Nothing but the lines from the one containing "Rules: pick out each instance of the license" through the end of the entries below should appear in your answer, transcribed exactly; please drop the pictures.

## [MATERIAL SUPPLIED]
※ ※ ※

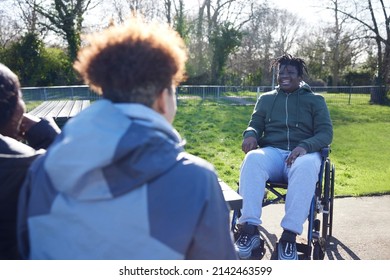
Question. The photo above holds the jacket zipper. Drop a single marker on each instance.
(288, 129)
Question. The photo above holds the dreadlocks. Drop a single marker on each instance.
(288, 59)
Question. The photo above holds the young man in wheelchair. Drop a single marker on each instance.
(287, 129)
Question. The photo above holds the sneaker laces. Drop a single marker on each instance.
(243, 240)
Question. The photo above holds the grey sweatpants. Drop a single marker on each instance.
(269, 164)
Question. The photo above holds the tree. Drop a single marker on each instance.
(373, 21)
(64, 17)
(271, 32)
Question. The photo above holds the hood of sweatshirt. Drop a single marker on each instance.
(111, 149)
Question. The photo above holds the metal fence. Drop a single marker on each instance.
(234, 95)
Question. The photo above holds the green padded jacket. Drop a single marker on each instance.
(286, 121)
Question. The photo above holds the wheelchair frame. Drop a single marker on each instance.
(319, 230)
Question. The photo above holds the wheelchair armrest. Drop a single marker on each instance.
(325, 151)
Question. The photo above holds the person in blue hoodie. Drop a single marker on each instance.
(117, 183)
(23, 138)
(287, 129)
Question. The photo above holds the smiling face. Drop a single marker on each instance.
(288, 78)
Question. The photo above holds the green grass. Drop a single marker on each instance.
(360, 148)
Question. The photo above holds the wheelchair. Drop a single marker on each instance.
(319, 228)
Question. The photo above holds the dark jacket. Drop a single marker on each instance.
(286, 121)
(117, 184)
(15, 159)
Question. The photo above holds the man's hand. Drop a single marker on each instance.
(297, 152)
(249, 143)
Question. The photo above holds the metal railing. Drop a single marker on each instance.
(235, 95)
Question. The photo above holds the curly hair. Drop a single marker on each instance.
(133, 62)
(9, 94)
(288, 59)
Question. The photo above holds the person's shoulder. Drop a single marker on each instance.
(269, 94)
(195, 162)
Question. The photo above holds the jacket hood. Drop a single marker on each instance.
(111, 149)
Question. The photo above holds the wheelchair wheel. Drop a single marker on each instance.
(234, 227)
(318, 251)
(331, 200)
(326, 201)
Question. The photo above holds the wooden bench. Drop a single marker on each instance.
(60, 110)
(233, 199)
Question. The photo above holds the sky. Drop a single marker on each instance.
(308, 9)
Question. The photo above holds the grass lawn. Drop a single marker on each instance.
(360, 148)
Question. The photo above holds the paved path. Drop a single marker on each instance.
(361, 229)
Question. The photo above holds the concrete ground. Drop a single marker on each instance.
(361, 229)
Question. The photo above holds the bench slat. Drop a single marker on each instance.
(60, 110)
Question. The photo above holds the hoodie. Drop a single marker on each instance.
(117, 184)
(286, 121)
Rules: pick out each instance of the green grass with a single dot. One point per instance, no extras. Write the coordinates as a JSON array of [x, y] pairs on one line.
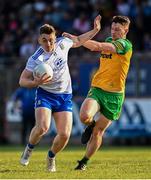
[[107, 163]]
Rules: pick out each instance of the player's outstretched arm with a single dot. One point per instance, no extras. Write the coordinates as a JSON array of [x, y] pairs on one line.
[[81, 39]]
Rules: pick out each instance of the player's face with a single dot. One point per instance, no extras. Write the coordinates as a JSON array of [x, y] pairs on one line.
[[47, 41], [118, 30]]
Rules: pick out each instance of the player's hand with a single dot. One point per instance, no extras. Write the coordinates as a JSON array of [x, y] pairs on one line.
[[68, 35], [97, 23], [42, 80]]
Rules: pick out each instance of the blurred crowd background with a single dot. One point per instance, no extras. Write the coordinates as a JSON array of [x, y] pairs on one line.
[[19, 24]]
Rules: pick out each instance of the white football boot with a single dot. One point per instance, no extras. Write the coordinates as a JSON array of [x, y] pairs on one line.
[[51, 165], [25, 156]]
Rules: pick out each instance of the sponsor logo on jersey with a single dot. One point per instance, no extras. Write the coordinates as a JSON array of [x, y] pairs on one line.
[[61, 46], [107, 56]]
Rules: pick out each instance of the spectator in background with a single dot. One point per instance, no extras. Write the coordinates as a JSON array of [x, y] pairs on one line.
[[27, 98]]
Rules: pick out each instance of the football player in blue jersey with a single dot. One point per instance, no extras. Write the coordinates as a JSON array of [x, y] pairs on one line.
[[53, 97]]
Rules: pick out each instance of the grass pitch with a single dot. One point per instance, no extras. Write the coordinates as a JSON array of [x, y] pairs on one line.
[[107, 163]]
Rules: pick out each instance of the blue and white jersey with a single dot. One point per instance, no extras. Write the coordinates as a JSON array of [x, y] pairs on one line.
[[61, 81]]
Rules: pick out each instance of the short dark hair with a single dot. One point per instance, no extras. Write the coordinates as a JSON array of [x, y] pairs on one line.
[[124, 20], [46, 29]]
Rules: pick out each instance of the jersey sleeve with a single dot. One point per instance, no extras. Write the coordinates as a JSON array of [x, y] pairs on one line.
[[31, 64], [122, 46], [67, 42]]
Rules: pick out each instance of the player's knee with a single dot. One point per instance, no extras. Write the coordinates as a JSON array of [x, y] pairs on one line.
[[64, 136], [85, 117], [97, 133]]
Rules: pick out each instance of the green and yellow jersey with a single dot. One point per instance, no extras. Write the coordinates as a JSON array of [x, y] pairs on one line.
[[113, 69]]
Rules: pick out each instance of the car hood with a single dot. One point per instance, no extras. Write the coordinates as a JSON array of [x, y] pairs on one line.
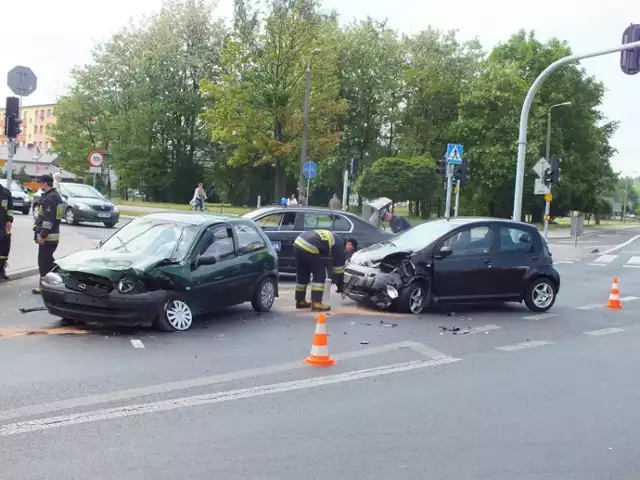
[[106, 263], [90, 201], [375, 253]]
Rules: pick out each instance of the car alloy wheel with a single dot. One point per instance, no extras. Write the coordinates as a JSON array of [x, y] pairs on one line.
[[542, 295], [417, 300], [265, 295], [178, 315], [70, 217]]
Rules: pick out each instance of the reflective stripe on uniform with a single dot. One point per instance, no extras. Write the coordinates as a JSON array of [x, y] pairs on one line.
[[326, 236], [306, 246]]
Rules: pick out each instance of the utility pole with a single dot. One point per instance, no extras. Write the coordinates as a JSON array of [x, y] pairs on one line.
[[547, 203], [305, 128], [526, 108]]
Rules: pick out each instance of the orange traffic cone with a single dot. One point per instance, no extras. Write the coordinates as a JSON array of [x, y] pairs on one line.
[[320, 349], [614, 297]]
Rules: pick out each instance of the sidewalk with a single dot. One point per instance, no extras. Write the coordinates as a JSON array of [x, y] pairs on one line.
[[23, 259]]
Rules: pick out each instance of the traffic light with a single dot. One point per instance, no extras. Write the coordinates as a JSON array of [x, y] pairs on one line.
[[12, 118], [441, 167], [630, 59], [554, 170]]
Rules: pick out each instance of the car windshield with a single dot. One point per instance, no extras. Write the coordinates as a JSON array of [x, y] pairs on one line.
[[156, 238], [422, 235], [14, 186], [83, 191]]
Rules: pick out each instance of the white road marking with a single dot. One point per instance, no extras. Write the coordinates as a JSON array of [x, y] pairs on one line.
[[591, 306], [629, 299], [605, 259], [212, 398], [540, 316], [523, 346], [123, 395], [604, 331], [622, 245]]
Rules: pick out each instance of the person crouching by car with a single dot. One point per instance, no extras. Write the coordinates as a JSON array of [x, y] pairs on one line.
[[47, 227], [398, 224], [311, 249]]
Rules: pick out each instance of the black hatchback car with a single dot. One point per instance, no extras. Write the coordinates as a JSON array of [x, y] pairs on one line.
[[282, 225], [456, 260]]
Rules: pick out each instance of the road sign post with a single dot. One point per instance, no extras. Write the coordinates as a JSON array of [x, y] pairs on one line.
[[454, 157], [524, 116], [96, 159], [309, 170]]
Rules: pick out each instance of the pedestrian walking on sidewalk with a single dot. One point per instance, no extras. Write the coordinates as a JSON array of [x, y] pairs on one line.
[[47, 227], [6, 222]]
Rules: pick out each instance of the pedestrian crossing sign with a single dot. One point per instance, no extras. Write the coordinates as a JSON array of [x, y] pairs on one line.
[[454, 153]]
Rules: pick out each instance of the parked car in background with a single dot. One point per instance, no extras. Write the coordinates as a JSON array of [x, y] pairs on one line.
[[456, 260], [283, 225], [83, 204], [164, 269], [21, 201]]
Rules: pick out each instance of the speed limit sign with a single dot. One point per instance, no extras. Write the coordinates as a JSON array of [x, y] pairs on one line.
[[96, 159]]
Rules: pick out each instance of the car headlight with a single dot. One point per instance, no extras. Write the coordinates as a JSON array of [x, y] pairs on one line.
[[126, 285], [52, 279]]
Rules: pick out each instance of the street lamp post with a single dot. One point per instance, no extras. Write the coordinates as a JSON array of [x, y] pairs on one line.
[[305, 128], [547, 203]]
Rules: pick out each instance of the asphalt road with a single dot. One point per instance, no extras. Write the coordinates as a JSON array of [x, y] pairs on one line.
[[519, 396]]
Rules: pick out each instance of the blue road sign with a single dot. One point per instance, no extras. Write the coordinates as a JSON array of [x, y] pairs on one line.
[[454, 153], [309, 169]]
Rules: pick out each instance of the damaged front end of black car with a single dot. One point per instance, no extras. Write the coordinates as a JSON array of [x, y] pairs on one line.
[[385, 279]]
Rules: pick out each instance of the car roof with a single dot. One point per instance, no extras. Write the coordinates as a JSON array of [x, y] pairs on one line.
[[471, 220], [299, 208], [192, 218]]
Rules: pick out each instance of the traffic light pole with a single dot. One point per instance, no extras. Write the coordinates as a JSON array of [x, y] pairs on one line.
[[447, 205], [524, 116], [12, 148]]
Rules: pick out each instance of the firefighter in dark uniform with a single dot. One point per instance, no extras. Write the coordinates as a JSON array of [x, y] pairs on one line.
[[6, 222], [47, 226], [312, 249]]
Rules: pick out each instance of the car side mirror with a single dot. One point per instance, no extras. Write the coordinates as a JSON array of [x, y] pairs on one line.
[[443, 252], [205, 260]]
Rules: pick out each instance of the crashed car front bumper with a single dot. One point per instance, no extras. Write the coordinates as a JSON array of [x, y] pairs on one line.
[[363, 283]]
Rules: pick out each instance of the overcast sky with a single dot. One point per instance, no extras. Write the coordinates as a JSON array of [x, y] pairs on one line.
[[59, 34]]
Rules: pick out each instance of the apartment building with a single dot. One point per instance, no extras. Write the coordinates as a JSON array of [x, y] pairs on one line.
[[36, 121]]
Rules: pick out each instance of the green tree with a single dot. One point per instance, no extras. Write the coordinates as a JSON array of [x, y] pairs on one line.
[[257, 101]]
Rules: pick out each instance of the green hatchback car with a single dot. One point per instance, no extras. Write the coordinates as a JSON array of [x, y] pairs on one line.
[[163, 269]]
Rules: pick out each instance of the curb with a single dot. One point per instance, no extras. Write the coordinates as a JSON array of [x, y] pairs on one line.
[[22, 273]]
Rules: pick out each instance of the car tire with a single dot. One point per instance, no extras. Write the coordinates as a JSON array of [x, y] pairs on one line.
[[540, 295], [175, 315], [414, 298], [70, 217], [264, 295]]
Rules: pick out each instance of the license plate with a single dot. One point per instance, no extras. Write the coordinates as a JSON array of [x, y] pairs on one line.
[[84, 300]]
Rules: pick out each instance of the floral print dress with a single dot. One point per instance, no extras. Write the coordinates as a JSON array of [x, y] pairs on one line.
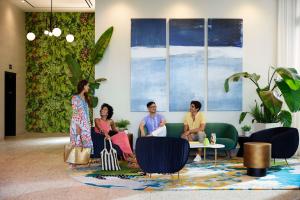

※ ※ ※

## [RESULT OF THE TASK]
Rules: pick out each instance of the license plate with a single dot. One point per instance, no extras. Write the coordinates as a JSON array of [x, y] pairs on one line.
[[84, 300]]
Rules: pick out each instance of the floral print dress with a single dot. One point per instance, no extras. Write the coordinates as a JSON array of [x, y] pairs on one line.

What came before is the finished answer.